**Task:**
Tally the lines in the data below that contain the string "frame", with letter case counting, and reply with only that number.
►
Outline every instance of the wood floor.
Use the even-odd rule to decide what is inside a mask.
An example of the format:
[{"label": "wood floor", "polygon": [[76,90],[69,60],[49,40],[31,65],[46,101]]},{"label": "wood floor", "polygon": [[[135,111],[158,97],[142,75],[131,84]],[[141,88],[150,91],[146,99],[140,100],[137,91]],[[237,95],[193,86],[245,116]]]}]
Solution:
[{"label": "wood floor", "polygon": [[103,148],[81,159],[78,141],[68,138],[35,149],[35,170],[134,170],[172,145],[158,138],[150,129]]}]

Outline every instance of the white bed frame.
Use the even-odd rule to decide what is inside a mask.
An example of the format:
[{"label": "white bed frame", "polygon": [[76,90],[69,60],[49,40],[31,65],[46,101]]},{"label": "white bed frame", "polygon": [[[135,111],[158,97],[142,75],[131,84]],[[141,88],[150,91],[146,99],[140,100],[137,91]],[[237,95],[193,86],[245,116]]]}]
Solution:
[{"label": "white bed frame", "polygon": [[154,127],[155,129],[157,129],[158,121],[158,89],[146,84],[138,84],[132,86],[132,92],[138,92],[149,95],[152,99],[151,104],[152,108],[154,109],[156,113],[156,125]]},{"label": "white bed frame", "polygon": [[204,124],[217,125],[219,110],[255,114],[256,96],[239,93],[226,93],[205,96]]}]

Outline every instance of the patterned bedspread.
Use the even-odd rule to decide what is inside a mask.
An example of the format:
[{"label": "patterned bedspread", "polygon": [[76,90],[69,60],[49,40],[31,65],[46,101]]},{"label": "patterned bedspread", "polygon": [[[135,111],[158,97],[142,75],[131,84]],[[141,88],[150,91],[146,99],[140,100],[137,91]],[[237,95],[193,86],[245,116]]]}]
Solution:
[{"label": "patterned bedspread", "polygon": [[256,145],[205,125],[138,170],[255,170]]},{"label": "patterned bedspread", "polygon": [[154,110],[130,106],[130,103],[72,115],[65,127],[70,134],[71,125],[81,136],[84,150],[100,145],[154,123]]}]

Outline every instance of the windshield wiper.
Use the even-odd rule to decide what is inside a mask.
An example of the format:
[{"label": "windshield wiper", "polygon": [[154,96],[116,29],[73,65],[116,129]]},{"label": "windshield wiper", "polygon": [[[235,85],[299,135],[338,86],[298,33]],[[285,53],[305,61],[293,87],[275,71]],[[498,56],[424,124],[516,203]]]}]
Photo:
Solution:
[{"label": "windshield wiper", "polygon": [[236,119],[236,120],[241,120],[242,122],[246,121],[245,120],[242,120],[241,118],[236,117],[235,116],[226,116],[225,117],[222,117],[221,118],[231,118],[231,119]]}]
◄
**Exercise output:**
3